Document passage:
******************************

Not All Video Games Cause Aggressive Behavior. Just the Really Crappy Ones.

Tuesday, April 08, 2014 - 11:33 AM

Half Life 2 (Valve)

Well if someone had just asked me, I could have told them that - a study has found that video games with frustrating and counter-intuitive controls are more likely to cause aggressive behavior.

Researchers at the Oxford Internet Institute and the University of Rochester took Half-Life 2, one of the most satisfyingly intuitive games ever made (in my opinion), and modified it, turning it into a game of tag rather than a first person shooter. Some users were given a tutorial, and others were simply thrown into the game. Those that did not get the tutorial were much more aggressive after playing. Andrew Przybylski from the Oxford Internet Institute:

"This need to master the game was far more significant than whether the game contained violent material.

******************************

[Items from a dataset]
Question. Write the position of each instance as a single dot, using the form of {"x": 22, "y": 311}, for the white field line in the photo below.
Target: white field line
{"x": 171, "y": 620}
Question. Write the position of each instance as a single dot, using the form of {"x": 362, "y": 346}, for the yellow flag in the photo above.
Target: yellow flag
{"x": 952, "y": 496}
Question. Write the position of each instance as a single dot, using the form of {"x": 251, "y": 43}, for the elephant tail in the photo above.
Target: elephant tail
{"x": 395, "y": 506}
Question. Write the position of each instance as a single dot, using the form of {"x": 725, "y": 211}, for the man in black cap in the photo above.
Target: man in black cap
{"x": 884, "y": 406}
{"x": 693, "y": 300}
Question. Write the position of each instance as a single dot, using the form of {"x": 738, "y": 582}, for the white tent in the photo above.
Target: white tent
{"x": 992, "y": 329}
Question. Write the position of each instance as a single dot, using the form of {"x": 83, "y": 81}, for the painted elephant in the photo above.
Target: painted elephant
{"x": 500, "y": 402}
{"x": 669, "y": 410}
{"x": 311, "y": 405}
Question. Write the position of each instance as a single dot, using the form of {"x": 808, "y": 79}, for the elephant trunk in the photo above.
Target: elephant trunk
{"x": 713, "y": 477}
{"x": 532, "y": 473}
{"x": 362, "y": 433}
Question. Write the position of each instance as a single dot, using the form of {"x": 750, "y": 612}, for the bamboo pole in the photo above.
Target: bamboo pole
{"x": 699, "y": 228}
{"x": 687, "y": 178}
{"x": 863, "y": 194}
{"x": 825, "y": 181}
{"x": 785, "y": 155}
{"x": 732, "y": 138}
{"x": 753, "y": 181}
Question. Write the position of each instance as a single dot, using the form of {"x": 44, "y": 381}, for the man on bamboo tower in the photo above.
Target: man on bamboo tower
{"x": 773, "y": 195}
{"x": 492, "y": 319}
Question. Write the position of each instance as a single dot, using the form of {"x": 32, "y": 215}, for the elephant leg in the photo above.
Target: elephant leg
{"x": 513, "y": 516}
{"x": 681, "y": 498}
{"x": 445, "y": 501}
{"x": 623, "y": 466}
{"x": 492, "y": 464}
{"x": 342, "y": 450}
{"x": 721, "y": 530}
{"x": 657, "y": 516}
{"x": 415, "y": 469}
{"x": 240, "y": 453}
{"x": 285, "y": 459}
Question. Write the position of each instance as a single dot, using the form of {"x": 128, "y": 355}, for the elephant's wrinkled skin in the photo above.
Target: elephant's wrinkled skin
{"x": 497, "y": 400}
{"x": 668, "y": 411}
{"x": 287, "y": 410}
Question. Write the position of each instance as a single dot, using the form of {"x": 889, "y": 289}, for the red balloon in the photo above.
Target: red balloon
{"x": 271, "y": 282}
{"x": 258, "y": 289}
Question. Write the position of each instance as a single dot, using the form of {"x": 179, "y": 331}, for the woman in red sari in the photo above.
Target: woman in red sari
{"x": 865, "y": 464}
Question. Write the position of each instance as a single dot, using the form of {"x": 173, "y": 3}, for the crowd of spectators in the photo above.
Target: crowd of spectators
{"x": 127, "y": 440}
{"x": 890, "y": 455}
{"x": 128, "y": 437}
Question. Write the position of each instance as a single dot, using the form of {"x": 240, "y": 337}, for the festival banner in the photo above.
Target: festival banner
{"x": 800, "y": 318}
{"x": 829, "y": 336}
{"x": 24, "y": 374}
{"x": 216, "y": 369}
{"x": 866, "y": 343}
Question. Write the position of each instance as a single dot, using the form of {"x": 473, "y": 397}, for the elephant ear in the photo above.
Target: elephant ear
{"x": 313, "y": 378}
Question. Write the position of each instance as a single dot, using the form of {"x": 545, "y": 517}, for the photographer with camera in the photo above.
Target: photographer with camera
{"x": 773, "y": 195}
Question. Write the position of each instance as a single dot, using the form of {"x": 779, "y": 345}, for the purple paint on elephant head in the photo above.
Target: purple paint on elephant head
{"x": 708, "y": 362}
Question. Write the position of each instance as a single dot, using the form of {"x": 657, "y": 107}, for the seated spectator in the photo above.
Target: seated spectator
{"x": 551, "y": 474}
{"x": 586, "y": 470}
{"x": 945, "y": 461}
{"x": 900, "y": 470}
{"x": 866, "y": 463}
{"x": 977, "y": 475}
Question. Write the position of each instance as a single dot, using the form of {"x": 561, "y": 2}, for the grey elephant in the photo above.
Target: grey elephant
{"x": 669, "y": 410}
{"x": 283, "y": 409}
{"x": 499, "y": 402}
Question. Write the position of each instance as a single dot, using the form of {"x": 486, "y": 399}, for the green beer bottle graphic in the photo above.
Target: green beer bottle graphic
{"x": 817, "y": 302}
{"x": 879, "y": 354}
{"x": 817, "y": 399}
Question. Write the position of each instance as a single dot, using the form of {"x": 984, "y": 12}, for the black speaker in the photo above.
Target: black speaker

******************************

Problems and tasks:
- 1) Add -43 to every coordinate value in the answers of the records, covering the part that opens with the line containing "banner in the photo above." and runs through the end of the records, both ends included. Write out every line of that part again, requests included, with only the answer coordinates changed.
- 2) Write the next part of the article on frustrating game controls and aggressive behavior, picking up after its last sentence.

In response:
- 1)
Question. Write the position of each instance as a single dot, using the form of {"x": 240, "y": 337}, for the festival banner in the photo above.
Target: festival banner
{"x": 757, "y": 275}
{"x": 786, "y": 293}
{"x": -19, "y": 331}
{"x": 173, "y": 326}
{"x": 823, "y": 300}
Question. Write the position of each instance as a single dot, using the form of {"x": 473, "y": 397}, for the elephant ear in the photo above.
Target: elephant ear
{"x": 270, "y": 335}
Question. Write the position of each instance as a single dot, using the form of {"x": 545, "y": 517}, for the photographer with camera in the photo above.
Target: photographer with camera
{"x": 730, "y": 152}
Question. Write the position of each instance as a single dot, using the form of {"x": 779, "y": 345}, for the purple paint on elephant head in the photo above.
Target: purple paint on elephant head
{"x": 665, "y": 319}
Question. Write the position of each instance as a single dot, using the form of {"x": 657, "y": 107}, for the seated spectator in the photo above.
Target: seated spectator
{"x": 508, "y": 431}
{"x": 543, "y": 427}
{"x": 902, "y": 418}
{"x": 857, "y": 427}
{"x": 823, "y": 420}
{"x": 934, "y": 432}
Question. Write the position of each instance as a single dot, using the form of {"x": 561, "y": 2}, for the grey elephant in the photo above.
Target: grey elephant
{"x": 626, "y": 367}
{"x": 240, "y": 366}
{"x": 456, "y": 359}
Question. Write the position of each instance as a single dot, using the form of {"x": 486, "y": 399}, for the green beer bottle graphic in the photo above.
Target: green beer bottle graphic
{"x": 774, "y": 259}
{"x": 836, "y": 311}
{"x": 774, "y": 356}
Question. Write the position of each instance as a single dot, using the form of {"x": 984, "y": 12}, for the black speaker in the photo above.
Target: black speaker

- 2)
"Players of games without any violent content were still feeling pretty aggressive if they hadn't been able to master the controls or progress through the levels at the end of the session."

Personally, I can imagine myself much more wound up and aggressive after a game of Flappy Bird than a game of Call of Duty: Ghosts. It makes so much sense, and it's crazy that I've never thought about it before, and that it hasn't been studied until now. I only hope the design lessons of this can be carried over into realms beyond the gaming world. It could cut down on everything from counter-intuitive web design to bad heads up displays in cars.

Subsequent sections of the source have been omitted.